→ **DATA RECORDS**:

======

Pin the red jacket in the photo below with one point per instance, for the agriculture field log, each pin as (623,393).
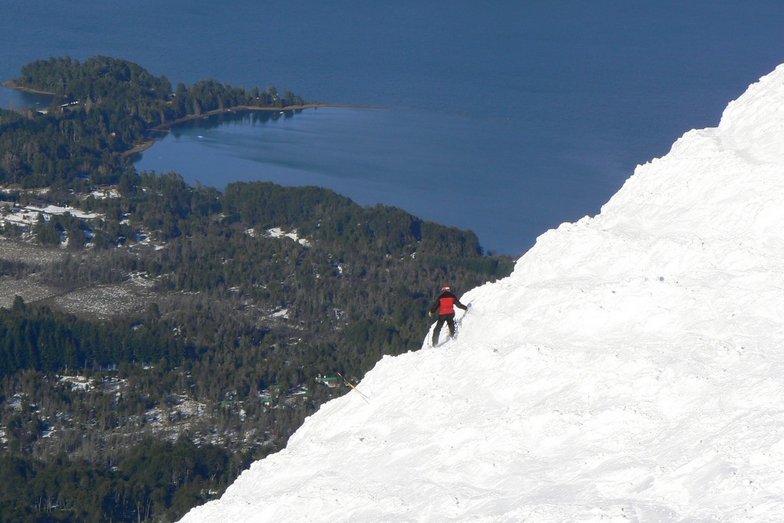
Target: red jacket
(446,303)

======

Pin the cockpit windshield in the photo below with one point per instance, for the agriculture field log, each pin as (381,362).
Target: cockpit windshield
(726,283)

======

→ **AIM OF THE TASK**:
Find the lines in the data that include "point", then copy each of them.

→ **ANSWER BOX**:
Pin the red jacket in the photo below with one point per instance, for the agriculture field log, each pin as (623,393).
Pin the cockpit windshield in the photo below with one point per instance, for the agriculture field log, each pin as (381,362).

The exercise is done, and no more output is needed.